REQUIRED WORK: With no edits of any kind, print each record that follows.

(Spatial localization data)

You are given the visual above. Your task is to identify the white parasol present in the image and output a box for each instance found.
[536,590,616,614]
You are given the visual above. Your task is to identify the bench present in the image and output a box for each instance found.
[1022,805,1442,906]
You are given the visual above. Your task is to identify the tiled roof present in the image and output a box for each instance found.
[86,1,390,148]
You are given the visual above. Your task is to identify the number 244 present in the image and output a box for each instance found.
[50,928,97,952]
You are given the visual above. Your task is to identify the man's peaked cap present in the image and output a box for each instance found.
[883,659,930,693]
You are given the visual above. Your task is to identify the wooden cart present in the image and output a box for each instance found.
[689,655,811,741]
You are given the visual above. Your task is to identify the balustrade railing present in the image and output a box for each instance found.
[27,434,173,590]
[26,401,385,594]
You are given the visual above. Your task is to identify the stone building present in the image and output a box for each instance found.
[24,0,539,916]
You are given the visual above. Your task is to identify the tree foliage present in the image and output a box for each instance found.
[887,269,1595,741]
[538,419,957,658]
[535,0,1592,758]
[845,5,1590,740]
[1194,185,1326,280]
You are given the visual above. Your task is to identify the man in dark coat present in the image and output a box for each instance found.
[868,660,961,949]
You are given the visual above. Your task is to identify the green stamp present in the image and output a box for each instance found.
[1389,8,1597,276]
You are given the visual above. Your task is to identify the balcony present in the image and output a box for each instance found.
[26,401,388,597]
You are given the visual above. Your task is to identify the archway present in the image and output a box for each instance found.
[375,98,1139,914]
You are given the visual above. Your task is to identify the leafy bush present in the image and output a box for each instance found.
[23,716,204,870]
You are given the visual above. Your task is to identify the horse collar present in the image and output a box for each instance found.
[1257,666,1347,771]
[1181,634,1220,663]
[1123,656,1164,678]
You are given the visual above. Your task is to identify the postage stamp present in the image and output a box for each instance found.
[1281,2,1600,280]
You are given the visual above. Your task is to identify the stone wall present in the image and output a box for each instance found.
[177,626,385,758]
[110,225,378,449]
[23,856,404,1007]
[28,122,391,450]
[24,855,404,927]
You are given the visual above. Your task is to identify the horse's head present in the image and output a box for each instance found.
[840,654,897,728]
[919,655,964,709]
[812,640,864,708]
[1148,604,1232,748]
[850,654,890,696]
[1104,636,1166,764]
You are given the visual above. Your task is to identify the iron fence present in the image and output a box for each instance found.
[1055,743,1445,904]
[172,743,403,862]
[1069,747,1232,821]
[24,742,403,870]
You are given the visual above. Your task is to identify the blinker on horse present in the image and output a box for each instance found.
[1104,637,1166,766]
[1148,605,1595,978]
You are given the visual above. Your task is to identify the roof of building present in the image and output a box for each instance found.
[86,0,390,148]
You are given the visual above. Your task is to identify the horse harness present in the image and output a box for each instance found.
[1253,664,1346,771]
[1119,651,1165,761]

COMPLETED TASK:
You are given the visual above. Your task is to identify the white parasol present in the image and output a box for each instance found.
[536,590,616,614]
You are given the visual above. Your task is to identify the bench present in the image and output a box for each instance found.
[1022,805,1442,906]
You are given the visual above. Your task is to identify the tiled roof present in the image and output a box for each instance found.
[86,1,390,148]
You are given the visual above. Your task is to identify the number 244 present in the image and output a box for each instance found.
[50,928,97,952]
You are given the visual above. Your task is to identify the man's peaked cap present in the image and output a box for each instance found.
[883,659,930,693]
You are given the visual above. Your task is to identify the wooden cart present in the image and output a box for each instance found.
[689,655,811,741]
You are given the visual above. Your task is to identify the balustrade railing present in the image and output a box for each instance found.
[27,434,173,590]
[26,401,385,594]
You are given the visual above. Your task is to identify the stone building present in the image and output a box for each instance found.
[24,0,539,916]
You are given the visual above. Your task is to identify the tree foliage present in the image and output a box for each instance found.
[887,269,1595,741]
[538,419,957,658]
[535,0,1592,758]
[845,5,1590,740]
[1194,185,1326,280]
You are given the visual above. Your task is to identify the man in dark coat present in the image and output a box for each instance found.
[868,660,961,949]
You are given the visual above. Your task is to identify the green stamp present in the image and output a box for each instance found.
[1389,8,1597,276]
You are given the visual above. Your task is to identify the balcony present in the image and output a box for each instance found.
[26,401,388,597]
You are given the visual above. Your task is to identify the archway present in the image and output a box for each instance found.
[375,98,1139,914]
You are given the visual above. Your task is to identify the leafy bush present in the image and output a box for each instance found.
[23,716,204,870]
You are given the visual above. Your task is to identify the horse collar present in the image and output a box for each instance found.
[1257,666,1347,771]
[1181,634,1220,663]
[1123,656,1164,678]
You are given the visual above. Your task is to identify the postage stamp present in the image and output a box for each instance found.
[1281,2,1600,280]
You are given the visual above. Your task is to identify the stone wall present in the image and output a box for each instance found.
[177,626,385,758]
[110,225,378,449]
[23,856,404,1007]
[28,122,391,450]
[24,855,404,927]
You are given the visual above. Your task is to identify the horse's head present in the image and output a box for each instance found.
[840,654,897,728]
[919,655,964,709]
[812,640,864,708]
[1148,604,1232,748]
[850,654,890,696]
[1104,636,1166,764]
You are given the visual above. Your task is to identify the iron fence present in the image and output a box for each instance found.
[1055,743,1445,904]
[172,743,403,862]
[1069,747,1232,821]
[24,742,403,870]
You are given the visual above. Your task is to identify the blinker on horse present in the image and output a box for each instance found.
[1104,637,1166,766]
[1148,605,1595,978]
You are given the visual above. Your task is to identify the roof of building present in the image and output a box for each instance found.
[86,0,390,148]
You are given the visual above. Your task is to identify the horse harness present in the image and output a box for each instance found.
[1253,664,1346,771]
[1119,651,1165,761]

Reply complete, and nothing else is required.